Return every line in the data below that includes the word "kilt", copying each one unchanged.

— BEGIN Listing —

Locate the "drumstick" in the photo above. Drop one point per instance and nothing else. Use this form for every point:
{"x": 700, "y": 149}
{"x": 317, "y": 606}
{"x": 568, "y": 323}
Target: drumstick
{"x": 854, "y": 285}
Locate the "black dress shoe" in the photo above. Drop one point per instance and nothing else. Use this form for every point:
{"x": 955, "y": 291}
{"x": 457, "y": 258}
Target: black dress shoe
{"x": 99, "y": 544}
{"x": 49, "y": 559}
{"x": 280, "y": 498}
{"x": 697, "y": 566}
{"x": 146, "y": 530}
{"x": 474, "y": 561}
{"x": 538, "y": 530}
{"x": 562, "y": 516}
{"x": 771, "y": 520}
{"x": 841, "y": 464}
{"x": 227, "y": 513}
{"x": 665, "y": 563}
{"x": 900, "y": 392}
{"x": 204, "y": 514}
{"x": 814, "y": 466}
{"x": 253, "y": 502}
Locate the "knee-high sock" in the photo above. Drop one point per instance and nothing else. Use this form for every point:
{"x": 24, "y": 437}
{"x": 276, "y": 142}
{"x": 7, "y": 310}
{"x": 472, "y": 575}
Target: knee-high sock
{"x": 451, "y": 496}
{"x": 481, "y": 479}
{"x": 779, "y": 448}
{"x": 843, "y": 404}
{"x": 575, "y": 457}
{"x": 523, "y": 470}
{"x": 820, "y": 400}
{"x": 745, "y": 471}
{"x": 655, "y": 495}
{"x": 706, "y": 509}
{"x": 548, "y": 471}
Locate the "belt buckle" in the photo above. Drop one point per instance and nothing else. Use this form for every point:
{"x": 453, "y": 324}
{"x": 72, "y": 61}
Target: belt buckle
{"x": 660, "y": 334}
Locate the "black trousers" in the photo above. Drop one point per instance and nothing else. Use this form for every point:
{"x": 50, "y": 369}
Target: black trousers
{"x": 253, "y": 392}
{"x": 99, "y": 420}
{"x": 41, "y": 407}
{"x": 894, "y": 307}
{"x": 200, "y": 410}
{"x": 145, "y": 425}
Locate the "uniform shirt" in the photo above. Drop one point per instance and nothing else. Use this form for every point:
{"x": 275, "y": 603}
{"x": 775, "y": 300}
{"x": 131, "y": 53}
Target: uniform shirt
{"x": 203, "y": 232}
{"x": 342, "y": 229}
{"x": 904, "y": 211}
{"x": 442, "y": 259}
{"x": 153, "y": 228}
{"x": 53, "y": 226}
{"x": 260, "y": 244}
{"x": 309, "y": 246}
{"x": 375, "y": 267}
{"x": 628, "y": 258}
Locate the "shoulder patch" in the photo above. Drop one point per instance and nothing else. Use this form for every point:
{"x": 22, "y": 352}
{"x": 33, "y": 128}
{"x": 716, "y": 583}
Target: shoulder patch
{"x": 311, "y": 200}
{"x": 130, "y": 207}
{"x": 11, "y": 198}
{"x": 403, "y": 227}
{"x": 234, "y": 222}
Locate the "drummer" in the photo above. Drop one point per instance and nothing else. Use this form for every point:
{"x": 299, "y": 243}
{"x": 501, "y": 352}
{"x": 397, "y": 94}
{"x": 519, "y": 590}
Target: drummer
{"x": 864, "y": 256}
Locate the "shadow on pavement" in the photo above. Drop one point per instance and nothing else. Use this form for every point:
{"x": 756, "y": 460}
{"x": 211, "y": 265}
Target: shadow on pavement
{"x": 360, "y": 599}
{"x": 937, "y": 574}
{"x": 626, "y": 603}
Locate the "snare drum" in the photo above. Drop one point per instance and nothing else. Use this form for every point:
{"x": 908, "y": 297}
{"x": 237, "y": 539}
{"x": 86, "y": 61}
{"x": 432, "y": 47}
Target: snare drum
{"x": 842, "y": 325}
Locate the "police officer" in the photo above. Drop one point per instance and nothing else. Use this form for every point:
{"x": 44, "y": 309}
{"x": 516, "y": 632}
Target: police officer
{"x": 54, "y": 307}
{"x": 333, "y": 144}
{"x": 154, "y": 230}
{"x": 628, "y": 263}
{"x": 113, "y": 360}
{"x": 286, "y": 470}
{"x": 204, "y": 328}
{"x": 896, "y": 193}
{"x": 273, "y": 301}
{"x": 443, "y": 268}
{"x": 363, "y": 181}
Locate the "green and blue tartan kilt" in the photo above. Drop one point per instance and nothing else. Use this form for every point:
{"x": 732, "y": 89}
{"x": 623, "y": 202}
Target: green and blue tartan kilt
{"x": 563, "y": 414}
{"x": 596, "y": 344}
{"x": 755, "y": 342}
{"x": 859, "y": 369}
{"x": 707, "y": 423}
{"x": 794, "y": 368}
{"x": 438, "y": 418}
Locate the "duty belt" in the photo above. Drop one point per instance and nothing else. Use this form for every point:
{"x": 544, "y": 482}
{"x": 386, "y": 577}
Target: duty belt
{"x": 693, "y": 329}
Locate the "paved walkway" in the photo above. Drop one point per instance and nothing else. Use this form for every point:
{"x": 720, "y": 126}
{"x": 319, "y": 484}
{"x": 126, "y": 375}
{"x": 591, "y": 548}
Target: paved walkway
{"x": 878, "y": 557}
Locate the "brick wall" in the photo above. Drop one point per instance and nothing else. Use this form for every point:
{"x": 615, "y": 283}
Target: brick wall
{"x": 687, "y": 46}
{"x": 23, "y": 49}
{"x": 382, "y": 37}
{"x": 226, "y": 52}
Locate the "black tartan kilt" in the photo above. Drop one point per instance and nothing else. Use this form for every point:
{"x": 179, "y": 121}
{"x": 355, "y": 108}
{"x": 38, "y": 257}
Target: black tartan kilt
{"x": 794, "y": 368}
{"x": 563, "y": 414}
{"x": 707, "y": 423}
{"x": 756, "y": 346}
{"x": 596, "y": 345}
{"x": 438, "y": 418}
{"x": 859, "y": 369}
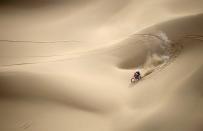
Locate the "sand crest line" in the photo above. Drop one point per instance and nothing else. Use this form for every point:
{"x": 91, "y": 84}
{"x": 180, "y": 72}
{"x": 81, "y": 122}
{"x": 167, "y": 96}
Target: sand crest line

— END Listing —

Answer to the exercise =>
Locate the "green and blue tartan kilt" in the photo above. Drop one point per instance and nothing else. Use this form for every point:
Target: green and blue tartan kilt
Locate the "black tartan kilt" in the photo above. Drop one point per instance and nothing else. Use this form for every point:
Target: black tartan kilt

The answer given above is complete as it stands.